The task: Copy the following lines verbatim, changing nothing.

'''

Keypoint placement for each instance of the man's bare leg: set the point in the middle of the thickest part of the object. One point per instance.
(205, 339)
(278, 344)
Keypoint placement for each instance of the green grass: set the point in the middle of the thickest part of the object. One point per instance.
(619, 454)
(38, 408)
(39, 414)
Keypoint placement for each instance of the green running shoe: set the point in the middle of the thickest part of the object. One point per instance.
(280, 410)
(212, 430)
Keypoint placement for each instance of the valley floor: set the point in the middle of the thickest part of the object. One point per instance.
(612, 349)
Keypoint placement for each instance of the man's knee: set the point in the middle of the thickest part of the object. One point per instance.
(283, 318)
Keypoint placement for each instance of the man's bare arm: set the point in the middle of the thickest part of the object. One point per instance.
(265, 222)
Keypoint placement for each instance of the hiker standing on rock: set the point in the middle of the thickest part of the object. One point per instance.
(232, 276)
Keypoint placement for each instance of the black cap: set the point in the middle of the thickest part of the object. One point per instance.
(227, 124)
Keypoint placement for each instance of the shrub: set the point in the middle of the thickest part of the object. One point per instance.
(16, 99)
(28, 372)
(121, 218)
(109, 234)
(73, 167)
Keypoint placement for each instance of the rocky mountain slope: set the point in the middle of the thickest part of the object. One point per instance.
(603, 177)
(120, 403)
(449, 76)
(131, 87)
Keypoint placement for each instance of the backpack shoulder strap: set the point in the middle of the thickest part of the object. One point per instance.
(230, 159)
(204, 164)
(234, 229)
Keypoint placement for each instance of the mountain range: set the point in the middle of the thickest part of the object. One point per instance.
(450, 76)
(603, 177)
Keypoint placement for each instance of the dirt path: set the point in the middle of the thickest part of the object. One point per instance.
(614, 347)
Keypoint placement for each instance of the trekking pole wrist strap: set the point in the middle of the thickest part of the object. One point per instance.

'''

Solution:
Keypoint placement for each instance of the man's bare leg: set the point in the middle of the thickest part of the object. One point per instance.
(205, 339)
(278, 344)
Keypoint placement for each instance of the green grass: set the point in the middle of the thickest part of the object. One point per instance.
(619, 454)
(38, 408)
(39, 414)
Keypoint placement for each instance of the green running shoe: set the point in the middle of the thickest part of the object. One point per instance.
(280, 410)
(212, 430)
Keypoint placement for each instance of the valley floor: set the point in the middle of the thickest part of the object. One point per instance.
(612, 349)
Keypoint placement for each instance of the man's knee: set the point in the middle of the thickest part of the object. One point per instance.
(283, 318)
Keypoint placement for each instance of the man's bare arm: set the point in the middle of the thickest part of the object. One point per instance.
(265, 222)
Keypoint placement for each instance of the hiker standing on rock: set the point in the middle of the thickest part of the object. One point per instance.
(232, 276)
Keypoint placement for each instance of the black cap: set the point in the middle of the thickest part of the object. One point per instance.
(227, 124)
Keypoint placement for each instance of the shrub: set the point in the middle of the thickest part of the object. One point per instance.
(16, 99)
(28, 372)
(121, 218)
(109, 234)
(73, 167)
Keypoint placement for each instance of the rocky mountain slope: set the point in the middle of the thickest part of the object. One point per instance.
(603, 177)
(120, 403)
(449, 76)
(131, 87)
Keypoint placement for each instance of the backpack shoulder strap: set the point in the middle of the thickest part of the object. One point per instance.
(230, 159)
(204, 164)
(234, 229)
Keypoint placement for each instance of the mountain range: set the point in the middle of the thickest part of the object. One point per instance.
(450, 76)
(603, 177)
Keypoint placement for each instance of the dirt path: set the point in the middle of the thickest part of the object. One point per instance.
(614, 347)
Keypoint placement for each instance of the trekking pole wrist strap: set the point in the middle of the thickest part of the object. One point per instance.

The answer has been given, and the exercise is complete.